* _PASSAGE TO READ_
----------

In Canada, New Battles Brewing on Assisted Death, Hospice Care, Abortion

In Canada, New Battles Brewing on Assisted Death, Hospice Care, Abortion
People protest against Bill C-14, the medically assisted dying bill, during a rally on Parliament Hill on June 1, 2016. The federal government has now tabled legislation to expand the availability of assisted suicide. (The Canadian Press/Justin Tang)
Lee Harding
3/2/2020
Updated:
3/2/2020
News Analysis

The final week of February saw substantial announcements regarding life issues in Canada.

The federal government tabled Bill C-7 to expand the availability of euthanasia. Then, a hospice in Delta, British Columbia, was told it had to close in a year for refusing to provide medically assisted death. Next, Conservative MP Cathay Wagantall introduced a private member’s bill to ban sex-selective abortion.

Last fall, Quebec courts declared it was unconstitutional to restrict medically assisted death to those whose demise was reasonably foreseeable. Bill C-7 makes euthanasia available following a 90-day wait for anyone who has a serious and incurable illness, disease, or disability and is in an advanced state of irreversible decline in capability.

The legislation also gives a person the ability to give advance consent for euthanasia and allows a terminally ill person to receive a medically assisted death the same day they ask for it.

Living with Dignity and the Physicians’ Alliance Against Euthanasia expressed their alarm in a joint press release. “Let us be very clear: If this bill is not significantly amended, Canada will have the most permissive euthanasia program in the world.”

The groups say they were concerned euthanasia would expand from its original parameters as soon as it was legalized in 2016. Bill C-7 fulfills that prediction, and it may be expanded even further.

Although the bill says “a mental illness is not considered to be an illness, disease, or disability,” its preamble says a review in June may examine whether euthanasia is appropriate “where mental illness is the sole underlying medical condition.”

----------

* _EXERCISE REQUIREMENTS_
[A] According to the article on Canadian life issues, why was the hospice in Delta, British Columbia, told it had to close in a year? Answer in one to three sentences.
[B] From the article on Canadian life issues, write out the passage starting at "The federal government tabled" and ending at "ban sex-selective abortion.".
The entries that follow come from a separate source and are unrelated to the article on Canadian life issues.

Phrase grounding data:
----------

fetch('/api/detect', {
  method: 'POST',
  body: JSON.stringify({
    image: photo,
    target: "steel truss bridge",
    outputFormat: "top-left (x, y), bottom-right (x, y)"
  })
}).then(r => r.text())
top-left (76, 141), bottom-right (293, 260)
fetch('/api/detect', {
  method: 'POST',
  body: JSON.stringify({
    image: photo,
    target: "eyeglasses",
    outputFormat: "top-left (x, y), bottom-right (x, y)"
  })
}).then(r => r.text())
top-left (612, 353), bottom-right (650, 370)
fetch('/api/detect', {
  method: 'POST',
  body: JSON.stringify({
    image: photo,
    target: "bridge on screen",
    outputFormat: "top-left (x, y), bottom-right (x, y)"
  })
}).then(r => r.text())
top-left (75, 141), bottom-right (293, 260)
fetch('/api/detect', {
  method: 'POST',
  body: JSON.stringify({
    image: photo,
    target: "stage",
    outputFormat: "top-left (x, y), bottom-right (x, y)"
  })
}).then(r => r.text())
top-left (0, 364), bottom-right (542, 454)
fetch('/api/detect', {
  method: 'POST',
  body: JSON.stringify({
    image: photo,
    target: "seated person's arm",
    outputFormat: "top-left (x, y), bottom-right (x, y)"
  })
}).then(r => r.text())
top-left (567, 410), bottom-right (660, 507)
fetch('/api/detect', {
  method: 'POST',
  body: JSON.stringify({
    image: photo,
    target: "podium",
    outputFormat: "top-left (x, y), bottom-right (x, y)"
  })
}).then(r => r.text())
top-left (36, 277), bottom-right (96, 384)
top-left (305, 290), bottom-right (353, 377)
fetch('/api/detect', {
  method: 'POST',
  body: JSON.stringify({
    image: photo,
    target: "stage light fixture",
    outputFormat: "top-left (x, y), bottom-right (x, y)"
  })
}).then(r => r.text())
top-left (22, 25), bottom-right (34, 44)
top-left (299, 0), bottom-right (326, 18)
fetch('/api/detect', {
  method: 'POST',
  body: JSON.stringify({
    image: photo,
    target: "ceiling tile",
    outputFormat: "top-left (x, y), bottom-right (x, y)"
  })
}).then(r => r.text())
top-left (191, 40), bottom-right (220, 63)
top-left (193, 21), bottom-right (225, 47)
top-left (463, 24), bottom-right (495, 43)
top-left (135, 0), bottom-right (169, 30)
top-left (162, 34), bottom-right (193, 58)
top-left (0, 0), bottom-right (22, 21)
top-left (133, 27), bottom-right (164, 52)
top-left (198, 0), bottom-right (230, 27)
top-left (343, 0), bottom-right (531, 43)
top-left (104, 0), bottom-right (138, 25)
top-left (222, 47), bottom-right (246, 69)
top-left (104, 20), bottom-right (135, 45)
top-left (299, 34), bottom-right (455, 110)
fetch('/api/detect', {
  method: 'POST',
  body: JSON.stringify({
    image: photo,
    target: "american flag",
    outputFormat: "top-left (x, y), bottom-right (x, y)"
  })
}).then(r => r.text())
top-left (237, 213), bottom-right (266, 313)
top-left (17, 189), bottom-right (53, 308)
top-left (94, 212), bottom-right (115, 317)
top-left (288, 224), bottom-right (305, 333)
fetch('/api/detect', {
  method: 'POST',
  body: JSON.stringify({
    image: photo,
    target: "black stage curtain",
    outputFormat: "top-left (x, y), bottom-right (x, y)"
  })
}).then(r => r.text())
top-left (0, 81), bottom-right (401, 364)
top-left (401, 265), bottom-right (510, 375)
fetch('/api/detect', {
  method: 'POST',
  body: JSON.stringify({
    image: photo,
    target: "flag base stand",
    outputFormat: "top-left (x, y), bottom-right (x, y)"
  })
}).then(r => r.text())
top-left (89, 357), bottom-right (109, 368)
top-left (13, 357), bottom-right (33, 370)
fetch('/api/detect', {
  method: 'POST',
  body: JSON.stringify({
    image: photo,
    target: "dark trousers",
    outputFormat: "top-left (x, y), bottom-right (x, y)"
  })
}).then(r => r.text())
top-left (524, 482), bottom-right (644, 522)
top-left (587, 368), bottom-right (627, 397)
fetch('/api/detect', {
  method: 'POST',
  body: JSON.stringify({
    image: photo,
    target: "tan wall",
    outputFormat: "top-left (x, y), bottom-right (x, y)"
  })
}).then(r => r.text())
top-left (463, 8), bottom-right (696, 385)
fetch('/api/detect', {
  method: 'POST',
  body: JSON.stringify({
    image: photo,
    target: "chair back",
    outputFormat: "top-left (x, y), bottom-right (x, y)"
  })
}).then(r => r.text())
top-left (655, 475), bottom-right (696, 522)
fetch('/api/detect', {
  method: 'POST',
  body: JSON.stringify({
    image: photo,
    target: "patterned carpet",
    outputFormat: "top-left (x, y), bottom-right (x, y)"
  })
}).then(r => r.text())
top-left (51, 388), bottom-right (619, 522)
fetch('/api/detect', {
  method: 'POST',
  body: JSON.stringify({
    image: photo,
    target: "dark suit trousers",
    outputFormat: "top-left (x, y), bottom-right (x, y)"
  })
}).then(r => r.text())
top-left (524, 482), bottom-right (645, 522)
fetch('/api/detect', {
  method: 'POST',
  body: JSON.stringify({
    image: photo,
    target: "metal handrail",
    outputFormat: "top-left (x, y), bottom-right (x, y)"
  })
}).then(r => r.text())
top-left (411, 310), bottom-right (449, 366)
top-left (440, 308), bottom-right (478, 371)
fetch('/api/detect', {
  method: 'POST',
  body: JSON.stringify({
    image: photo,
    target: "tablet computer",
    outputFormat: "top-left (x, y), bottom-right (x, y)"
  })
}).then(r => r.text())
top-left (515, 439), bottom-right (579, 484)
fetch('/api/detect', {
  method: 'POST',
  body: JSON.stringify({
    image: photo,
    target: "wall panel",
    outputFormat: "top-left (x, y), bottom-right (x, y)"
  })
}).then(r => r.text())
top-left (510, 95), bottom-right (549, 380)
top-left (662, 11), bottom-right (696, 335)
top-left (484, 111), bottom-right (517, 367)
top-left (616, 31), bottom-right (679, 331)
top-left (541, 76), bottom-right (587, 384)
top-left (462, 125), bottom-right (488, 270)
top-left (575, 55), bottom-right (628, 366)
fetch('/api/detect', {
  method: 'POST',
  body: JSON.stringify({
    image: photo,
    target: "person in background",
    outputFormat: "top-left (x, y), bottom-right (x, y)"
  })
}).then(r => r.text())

----------

* _ANSWERS TO EACH TASK_
[A] The hospice in Delta, British Columbia, was told it had to close in a year because it refused to provide medically assisted death.

[B]
The federal government tabled Bill C-7 to expand the availability of euthanasia. Then, a hospice in Delta, British Columbia, was told it had to close in a year for refusing to provide medically assisted death. Next, Conservative MP Cathay Wagantall introduced a private member’s bill to ban sex-selective abortion.